Culture & Ethics
Intelligent Design
Dante on the “Angelic Butterfly”
We open the new e-book from Discovery Institute Press, Metamorphosis: The Case for Intelligent Design in a Chrysalis, with a citation from a 1923 poem by Vladimir Nabokov: “We are the caterpillars of angels.” Nabokov himself was a fierce Darwin doubter, as I discuss in Chapter 8 of the book. (Download it, a FREE companion to the Illustra documentary Metamorphosis, here.)
As an epigraph that little verse is a winner for the additional reason that, apart from the suggestion of design that a butterfly conveys, it points to metaphysical meanings people have attached to this dancing, elaborate and whimsical creature. Now a perceptive reader, a physician in Argentina, writes us here at ENV in appreciation of the book but also to point out that in the matter of this particular image, seeing humans caught in a transformative process like the one enacted by caterpillars and butterflies, Nabokov was scooped by Dante in the Divine Comedy.
I looked up the passage and can report here that, on consideration, the meaning actually comes out a little more clearly in Dante. It’s in an apostrophe directed at the backsliding faithful (Purgatorio, Canto X, 121-126, Mandelbaum translation):
Oh Christians, arrogant, exhausted, wretched,
whose intellects are sick and cannot see,
who place your confidence in backward steps,
do you not know that we are worms and born
to form the angelic butterfly that soars
without defenses, to confront His judgment?

+ + + +

[Required actions]:
**1)** Answer these questions using the article on Dante's "angelic butterfly."
(a) In what year was the Nabokov poem quoted at the opening of the e-book written?
(b) Where is the reader who wrote in about Dante located, and what is that reader's profession?
(c) Which translation of the Purgatorio passage does the article quote?
**2)** Continue the article on Dante's "angelic butterfly" with a paragraph that follows the quoted lines from the Purgatorio.

+ + + +

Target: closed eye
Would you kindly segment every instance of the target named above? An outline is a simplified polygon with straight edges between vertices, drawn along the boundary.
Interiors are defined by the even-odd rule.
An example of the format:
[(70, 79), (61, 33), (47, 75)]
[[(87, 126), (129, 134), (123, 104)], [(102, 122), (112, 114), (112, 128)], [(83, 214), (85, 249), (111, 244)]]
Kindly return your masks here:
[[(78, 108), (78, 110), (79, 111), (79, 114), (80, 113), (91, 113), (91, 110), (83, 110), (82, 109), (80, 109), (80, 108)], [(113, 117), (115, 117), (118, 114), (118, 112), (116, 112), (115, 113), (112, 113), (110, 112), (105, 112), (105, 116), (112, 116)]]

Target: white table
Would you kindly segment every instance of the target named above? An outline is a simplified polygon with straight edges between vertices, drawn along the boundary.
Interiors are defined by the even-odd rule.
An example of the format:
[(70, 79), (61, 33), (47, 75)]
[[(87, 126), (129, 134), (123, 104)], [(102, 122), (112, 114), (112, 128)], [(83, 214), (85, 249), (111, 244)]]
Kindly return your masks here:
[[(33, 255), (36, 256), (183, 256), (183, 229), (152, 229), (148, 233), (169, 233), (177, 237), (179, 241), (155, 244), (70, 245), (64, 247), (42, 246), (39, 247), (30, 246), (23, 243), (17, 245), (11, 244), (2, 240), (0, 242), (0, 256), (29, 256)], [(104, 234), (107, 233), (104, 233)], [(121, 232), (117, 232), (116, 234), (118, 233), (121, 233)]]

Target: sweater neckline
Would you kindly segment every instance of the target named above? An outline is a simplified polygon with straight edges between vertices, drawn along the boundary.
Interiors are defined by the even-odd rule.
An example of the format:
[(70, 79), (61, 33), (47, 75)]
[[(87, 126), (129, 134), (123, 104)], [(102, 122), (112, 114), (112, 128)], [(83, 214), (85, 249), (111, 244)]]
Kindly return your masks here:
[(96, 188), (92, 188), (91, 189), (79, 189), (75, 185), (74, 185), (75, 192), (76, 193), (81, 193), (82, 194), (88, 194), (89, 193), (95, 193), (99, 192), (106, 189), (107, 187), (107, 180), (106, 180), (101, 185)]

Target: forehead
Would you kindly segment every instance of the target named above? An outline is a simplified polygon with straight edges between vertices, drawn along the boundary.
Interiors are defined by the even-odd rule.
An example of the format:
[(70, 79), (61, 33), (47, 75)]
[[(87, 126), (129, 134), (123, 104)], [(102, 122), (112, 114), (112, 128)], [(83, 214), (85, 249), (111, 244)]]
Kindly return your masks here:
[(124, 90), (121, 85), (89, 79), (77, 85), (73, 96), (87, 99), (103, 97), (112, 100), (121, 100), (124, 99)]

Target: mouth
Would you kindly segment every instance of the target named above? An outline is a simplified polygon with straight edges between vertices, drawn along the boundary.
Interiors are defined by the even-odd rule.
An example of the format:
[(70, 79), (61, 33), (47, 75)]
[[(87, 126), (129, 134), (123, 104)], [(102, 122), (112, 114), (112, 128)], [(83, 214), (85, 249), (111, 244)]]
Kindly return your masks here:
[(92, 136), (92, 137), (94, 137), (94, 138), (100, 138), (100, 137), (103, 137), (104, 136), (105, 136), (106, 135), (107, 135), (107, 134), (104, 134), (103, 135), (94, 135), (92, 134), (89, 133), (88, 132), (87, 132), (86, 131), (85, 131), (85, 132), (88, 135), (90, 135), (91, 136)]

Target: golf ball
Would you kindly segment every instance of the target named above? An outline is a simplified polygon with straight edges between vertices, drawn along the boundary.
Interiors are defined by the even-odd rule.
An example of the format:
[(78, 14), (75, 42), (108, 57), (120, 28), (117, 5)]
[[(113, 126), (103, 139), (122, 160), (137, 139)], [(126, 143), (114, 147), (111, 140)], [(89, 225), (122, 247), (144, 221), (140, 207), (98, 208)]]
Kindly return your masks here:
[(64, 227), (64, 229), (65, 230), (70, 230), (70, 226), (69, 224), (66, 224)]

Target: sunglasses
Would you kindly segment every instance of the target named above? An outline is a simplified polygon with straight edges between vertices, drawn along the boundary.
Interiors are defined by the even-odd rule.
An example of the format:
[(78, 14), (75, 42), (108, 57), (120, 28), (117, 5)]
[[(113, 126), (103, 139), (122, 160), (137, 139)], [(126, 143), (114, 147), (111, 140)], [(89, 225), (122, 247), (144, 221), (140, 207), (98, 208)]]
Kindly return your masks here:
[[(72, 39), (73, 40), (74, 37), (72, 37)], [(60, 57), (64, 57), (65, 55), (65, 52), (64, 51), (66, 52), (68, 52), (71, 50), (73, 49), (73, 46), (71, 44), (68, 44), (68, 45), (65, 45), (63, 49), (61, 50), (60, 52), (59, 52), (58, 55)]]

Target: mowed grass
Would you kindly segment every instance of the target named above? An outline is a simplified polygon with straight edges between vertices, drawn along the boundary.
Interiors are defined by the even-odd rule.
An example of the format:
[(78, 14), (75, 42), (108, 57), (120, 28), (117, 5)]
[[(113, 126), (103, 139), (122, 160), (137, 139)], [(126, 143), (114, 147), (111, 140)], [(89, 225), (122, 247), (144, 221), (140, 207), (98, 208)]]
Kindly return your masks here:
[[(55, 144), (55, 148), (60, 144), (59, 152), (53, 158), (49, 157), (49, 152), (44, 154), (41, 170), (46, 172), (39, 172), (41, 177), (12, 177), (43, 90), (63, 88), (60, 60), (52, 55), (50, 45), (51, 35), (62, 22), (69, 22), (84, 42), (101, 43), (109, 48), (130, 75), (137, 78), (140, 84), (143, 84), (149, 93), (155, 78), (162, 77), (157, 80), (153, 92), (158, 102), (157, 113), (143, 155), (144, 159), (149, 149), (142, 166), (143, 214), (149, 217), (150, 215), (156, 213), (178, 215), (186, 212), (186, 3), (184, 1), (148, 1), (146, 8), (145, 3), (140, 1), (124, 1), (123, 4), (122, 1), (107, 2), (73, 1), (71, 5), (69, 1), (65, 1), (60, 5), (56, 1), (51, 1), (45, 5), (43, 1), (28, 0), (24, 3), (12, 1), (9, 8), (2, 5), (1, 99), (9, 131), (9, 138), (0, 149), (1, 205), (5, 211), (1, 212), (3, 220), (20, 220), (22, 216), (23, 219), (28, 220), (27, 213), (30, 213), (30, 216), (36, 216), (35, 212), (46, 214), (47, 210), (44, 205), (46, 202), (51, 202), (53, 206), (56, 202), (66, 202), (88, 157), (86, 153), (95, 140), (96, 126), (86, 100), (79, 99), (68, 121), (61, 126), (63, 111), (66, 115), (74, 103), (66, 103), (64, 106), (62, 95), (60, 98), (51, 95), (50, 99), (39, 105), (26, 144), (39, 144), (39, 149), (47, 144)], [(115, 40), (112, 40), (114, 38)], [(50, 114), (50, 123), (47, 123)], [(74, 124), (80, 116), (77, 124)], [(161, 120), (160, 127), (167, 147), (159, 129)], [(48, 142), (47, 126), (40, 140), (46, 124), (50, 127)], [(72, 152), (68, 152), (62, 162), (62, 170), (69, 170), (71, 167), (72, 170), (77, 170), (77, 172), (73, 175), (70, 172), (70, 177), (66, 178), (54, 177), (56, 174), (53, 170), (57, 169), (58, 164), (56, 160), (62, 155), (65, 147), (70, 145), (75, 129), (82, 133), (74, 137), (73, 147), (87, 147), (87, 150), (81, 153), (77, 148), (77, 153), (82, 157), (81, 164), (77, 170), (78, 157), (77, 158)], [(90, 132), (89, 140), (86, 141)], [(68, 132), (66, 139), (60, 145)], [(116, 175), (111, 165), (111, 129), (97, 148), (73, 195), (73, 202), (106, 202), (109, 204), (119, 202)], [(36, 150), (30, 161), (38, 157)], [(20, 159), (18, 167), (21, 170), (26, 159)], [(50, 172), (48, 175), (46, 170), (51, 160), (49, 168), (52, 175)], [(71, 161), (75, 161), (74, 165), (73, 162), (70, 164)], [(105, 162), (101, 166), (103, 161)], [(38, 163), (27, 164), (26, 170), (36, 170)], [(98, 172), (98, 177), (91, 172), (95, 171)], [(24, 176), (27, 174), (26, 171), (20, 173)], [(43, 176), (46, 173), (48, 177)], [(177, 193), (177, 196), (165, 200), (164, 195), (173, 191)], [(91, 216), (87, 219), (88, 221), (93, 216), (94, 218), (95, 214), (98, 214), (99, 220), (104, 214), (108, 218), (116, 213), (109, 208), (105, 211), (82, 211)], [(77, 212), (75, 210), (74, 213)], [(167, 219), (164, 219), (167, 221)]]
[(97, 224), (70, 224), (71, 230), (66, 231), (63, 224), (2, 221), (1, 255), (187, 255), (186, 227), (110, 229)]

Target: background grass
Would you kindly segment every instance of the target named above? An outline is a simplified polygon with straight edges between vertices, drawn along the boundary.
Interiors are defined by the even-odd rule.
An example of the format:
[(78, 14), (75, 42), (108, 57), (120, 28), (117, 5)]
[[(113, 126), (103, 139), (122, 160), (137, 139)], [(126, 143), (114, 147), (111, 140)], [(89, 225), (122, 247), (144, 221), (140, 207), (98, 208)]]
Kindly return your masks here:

+ + + +

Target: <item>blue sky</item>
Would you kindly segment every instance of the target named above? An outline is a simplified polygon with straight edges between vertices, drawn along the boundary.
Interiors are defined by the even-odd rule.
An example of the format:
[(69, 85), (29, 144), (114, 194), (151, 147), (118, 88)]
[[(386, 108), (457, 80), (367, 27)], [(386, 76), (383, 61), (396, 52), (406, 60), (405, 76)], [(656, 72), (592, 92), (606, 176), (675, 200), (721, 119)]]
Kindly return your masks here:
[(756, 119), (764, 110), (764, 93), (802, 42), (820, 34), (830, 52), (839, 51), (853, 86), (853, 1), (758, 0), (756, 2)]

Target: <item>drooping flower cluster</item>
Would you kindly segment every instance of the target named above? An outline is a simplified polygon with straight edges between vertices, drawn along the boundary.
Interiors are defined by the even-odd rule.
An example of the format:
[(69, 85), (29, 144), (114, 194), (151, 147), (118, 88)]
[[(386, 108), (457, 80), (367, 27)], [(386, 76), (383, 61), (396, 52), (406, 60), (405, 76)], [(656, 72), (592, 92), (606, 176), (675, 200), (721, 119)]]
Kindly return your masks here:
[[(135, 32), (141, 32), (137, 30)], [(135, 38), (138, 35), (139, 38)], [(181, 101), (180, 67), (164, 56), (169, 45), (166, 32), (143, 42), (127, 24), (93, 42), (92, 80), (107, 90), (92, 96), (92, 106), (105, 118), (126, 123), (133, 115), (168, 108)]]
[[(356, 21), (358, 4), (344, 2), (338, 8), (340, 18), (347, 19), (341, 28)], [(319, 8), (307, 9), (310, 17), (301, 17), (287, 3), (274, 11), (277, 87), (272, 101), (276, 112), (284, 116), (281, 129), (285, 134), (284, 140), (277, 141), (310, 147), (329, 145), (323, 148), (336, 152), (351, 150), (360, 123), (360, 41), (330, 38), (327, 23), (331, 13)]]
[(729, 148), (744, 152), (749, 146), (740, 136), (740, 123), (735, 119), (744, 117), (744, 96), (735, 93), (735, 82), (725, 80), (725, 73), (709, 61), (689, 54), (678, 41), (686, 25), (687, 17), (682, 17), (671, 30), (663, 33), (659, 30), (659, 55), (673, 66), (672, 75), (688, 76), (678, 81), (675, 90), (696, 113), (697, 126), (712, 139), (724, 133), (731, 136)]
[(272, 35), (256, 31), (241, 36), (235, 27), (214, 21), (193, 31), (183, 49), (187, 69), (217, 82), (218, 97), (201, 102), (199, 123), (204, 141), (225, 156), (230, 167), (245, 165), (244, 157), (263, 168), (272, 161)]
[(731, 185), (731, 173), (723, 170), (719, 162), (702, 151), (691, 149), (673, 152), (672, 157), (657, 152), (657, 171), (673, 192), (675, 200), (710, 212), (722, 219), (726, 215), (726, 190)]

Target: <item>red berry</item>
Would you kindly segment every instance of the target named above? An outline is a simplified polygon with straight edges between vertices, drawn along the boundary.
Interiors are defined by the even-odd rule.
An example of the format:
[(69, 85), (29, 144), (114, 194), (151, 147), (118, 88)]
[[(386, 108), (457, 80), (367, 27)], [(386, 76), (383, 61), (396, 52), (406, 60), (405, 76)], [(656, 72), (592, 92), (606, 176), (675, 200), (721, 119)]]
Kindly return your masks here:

+ + + +

[Answers for the exercise]:
**1)**
(a) 1923
(b) The reader is in Argentina and is a physician.
(c) The Mandelbaum translation

**2)**
Why does your mind presume to flight when you
are still like the imperfect grub, the worm
before it has attained its final form?
What Dante alludes to is a unique quality of human beings. We are born to freely transform ourselves — not physically, which happens without our choosing it, but morally and spiritually, something that, DNA similarities aside, is untrue of our animal “cousins.” Some have said that’s why the Biblical narrative has Adam, the first man, being formed from the ground, the adamah, as a token of our power to bring forth such potentials from ourselves in the manner of a plant that springs from the soil. An animal, by contrast, has no potentials to realize. Even a chimp is what it’s born to be, and no more.
In the challenge of personal transformation or metamorphosis, we are free to fail or succeed. And that — the question of moral freedom and moral responsibility, whether in fact we are free or instead the purely, fully determined product of faceless impersonal physical forces — may be the profoundest divide separating traditional theists from Darwinian and other materialists.